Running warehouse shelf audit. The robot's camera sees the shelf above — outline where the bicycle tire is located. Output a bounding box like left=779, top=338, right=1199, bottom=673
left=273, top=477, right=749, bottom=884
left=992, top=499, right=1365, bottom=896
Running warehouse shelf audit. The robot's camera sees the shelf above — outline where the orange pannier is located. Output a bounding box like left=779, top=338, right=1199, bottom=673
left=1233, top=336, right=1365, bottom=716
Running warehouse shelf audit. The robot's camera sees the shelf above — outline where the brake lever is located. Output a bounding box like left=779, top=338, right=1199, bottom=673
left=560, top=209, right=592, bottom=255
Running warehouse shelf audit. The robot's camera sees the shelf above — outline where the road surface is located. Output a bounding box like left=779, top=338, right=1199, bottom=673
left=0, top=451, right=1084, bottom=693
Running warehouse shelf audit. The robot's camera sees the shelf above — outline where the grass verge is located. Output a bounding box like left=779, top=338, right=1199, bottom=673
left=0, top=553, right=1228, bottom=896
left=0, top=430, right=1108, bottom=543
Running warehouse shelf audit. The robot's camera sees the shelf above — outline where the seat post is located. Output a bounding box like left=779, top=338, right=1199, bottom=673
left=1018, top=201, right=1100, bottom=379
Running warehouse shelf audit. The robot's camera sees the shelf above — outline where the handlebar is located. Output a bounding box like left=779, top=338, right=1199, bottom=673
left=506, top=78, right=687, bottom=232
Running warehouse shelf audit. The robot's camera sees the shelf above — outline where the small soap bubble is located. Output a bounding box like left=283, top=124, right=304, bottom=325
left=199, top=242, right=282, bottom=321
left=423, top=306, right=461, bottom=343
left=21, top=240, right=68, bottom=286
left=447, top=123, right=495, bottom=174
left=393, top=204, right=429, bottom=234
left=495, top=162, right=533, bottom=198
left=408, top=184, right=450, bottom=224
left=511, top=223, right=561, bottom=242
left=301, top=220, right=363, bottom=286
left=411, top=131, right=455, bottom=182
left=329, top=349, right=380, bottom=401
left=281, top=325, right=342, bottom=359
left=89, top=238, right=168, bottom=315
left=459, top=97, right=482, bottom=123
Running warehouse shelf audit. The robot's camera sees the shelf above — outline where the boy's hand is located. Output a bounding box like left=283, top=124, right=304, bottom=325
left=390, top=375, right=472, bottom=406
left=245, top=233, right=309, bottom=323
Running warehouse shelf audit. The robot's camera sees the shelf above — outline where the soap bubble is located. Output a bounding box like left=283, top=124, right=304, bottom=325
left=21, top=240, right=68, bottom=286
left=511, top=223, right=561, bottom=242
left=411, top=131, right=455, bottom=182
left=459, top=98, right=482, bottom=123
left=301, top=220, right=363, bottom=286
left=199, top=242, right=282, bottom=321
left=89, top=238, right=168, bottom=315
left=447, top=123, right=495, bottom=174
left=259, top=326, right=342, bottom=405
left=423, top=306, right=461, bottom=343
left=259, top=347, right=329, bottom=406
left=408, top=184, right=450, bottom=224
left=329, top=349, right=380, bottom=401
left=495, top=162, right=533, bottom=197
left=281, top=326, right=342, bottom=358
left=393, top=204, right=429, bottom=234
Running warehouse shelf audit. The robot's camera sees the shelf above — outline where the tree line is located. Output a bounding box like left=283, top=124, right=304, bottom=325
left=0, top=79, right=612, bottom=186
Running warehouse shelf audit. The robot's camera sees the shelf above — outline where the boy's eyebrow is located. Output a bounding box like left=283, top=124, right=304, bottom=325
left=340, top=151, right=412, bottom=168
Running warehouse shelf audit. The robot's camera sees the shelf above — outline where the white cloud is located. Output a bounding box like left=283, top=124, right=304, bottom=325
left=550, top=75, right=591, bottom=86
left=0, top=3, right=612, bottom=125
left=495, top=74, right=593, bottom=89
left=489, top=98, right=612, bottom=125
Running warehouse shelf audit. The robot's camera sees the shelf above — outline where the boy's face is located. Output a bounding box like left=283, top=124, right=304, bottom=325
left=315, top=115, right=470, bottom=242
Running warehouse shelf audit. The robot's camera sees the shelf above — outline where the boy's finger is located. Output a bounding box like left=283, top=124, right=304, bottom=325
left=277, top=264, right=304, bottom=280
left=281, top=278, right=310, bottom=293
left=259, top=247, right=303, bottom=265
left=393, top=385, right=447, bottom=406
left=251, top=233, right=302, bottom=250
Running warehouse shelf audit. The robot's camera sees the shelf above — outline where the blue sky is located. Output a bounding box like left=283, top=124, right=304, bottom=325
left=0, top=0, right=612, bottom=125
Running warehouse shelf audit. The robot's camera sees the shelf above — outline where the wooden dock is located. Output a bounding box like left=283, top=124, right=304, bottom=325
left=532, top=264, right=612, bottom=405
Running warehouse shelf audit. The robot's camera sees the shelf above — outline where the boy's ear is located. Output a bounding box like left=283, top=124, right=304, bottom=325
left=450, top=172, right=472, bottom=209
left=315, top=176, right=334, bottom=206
######
▶ _What to produce_
Could you repeat all the entries above, substituting "shelf inventory" for every "shelf audit" and leaving everything else unchanged?

▶ _Expected answer_
Running warehouse shelf inventory. The robot's camera sees the shelf above — outline where the bicycle tire is located. Output a bounding box like left=779, top=338, right=1199, bottom=673
left=273, top=477, right=749, bottom=884
left=992, top=499, right=1365, bottom=896
Running warehouse shelf inventory. The robot's camera sees the shelf above — outline where the orange pannier is located. Output a bounding box like left=779, top=338, right=1199, bottom=673
left=1233, top=336, right=1365, bottom=716
Running warehouse shelf inventory. The robot's camera sees the shelf above — outline where the brake lever is located. Output a bounding box like left=779, top=338, right=1199, bottom=673
left=560, top=209, right=592, bottom=255
Running warehouse shelf inventory. The robot's camera sees the shelf above — outline where the road surface is located. Output a bounding box like left=779, top=338, right=1199, bottom=673
left=0, top=451, right=1084, bottom=693
Running warehouse shelf inventory. The robot's camera sees the shelf above — outline where the grass verge is located. Output a bounding box like left=779, top=338, right=1199, bottom=673
left=0, top=553, right=1228, bottom=896
left=0, top=430, right=1108, bottom=543
Running warehouse shelf inventory. The robot's camera sees the shelf above — outline where the seat post is located. Output a bounding box like left=779, top=338, right=1199, bottom=673
left=1018, top=201, right=1100, bottom=379
Running warehouse shelf inventory. The robot's camera sees the shelf above — outline where the handlebar is located. Output a bounding box like left=779, top=338, right=1199, bottom=673
left=506, top=78, right=687, bottom=232
Running warehouse shelf inventory. The robot's camera sees the shelf above — outline where the small soap bubble is located. Output a bounding box like left=283, top=124, right=304, bottom=325
left=199, top=242, right=282, bottom=321
left=423, top=306, right=461, bottom=343
left=21, top=240, right=68, bottom=286
left=447, top=123, right=495, bottom=174
left=393, top=204, right=429, bottom=234
left=495, top=162, right=533, bottom=198
left=408, top=184, right=450, bottom=224
left=511, top=223, right=561, bottom=242
left=301, top=220, right=363, bottom=286
left=411, top=131, right=455, bottom=182
left=329, top=349, right=380, bottom=401
left=281, top=325, right=342, bottom=359
left=89, top=238, right=168, bottom=315
left=459, top=97, right=482, bottom=123
Running warehouse shelf inventory. The robot's camera sees the shelf above — outline where the boy's hand is located. Output a bounding box like left=283, top=124, right=304, bottom=325
left=390, top=375, right=472, bottom=406
left=245, top=233, right=309, bottom=323
Running warehouse shelf inventory. The robot's camera sees the shelf above — outline where the soap bubble is located. Output a bounding box like left=283, top=124, right=304, bottom=325
left=21, top=240, right=68, bottom=286
left=511, top=223, right=561, bottom=242
left=411, top=131, right=455, bottom=182
left=459, top=98, right=482, bottom=123
left=301, top=220, right=363, bottom=286
left=199, top=242, right=282, bottom=321
left=89, top=238, right=168, bottom=315
left=447, top=123, right=495, bottom=174
left=259, top=326, right=342, bottom=405
left=423, top=306, right=461, bottom=343
left=259, top=347, right=329, bottom=406
left=408, top=184, right=450, bottom=224
left=329, top=349, right=380, bottom=401
left=495, top=162, right=533, bottom=197
left=281, top=326, right=342, bottom=358
left=393, top=204, right=429, bottom=234
Running warehouse shelf inventory. The robot's camera sees the shelf above — outline where the tree line is located. Output a bounding box like left=283, top=124, right=304, bottom=325
left=0, top=79, right=612, bottom=186
Running warehouse shelf inventory. The robot's camera sees the shelf above — outline where the boy's eyebrow is located. Output a bounding box like left=283, top=124, right=304, bottom=325
left=340, top=151, right=412, bottom=168
Running warehouse shelf inventory. The robot's camera sees the shelf above — outline where the white cloud is located. Output a bounding box like left=283, top=124, right=304, bottom=325
left=550, top=75, right=591, bottom=86
left=0, top=3, right=612, bottom=125
left=495, top=74, right=593, bottom=89
left=489, top=98, right=612, bottom=125
Running warehouse shelf inventory. The robot's camera sees the shelf above — outline where the boy's face is located. Output a bounding box like left=283, top=124, right=304, bottom=325
left=315, top=115, right=470, bottom=242
Running warehouse shelf inventory. The robot's camera sees the shelf above — outline where the boy's finger is located. Output a bounding box like left=283, top=124, right=304, bottom=325
left=277, top=264, right=304, bottom=280
left=281, top=278, right=310, bottom=293
left=259, top=247, right=303, bottom=265
left=393, top=385, right=447, bottom=406
left=251, top=233, right=302, bottom=250
Running warehouse shelf inventory. The robot's camera sees the shelf above — outline where the blue sky is located. Output a bounding box like left=283, top=124, right=304, bottom=325
left=0, top=0, right=612, bottom=125
Running warehouse shelf inventory. The robot's camera sees the shelf above — outline where the wooden dock is located. Output a bounding box like left=283, top=124, right=304, bottom=325
left=532, top=264, right=612, bottom=405
Running warehouse shelf inventory. The robot's camera sees the shelf above — outline where the boy's ear is located. Output a bounding box like left=283, top=124, right=304, bottom=325
left=450, top=172, right=472, bottom=209
left=315, top=176, right=334, bottom=206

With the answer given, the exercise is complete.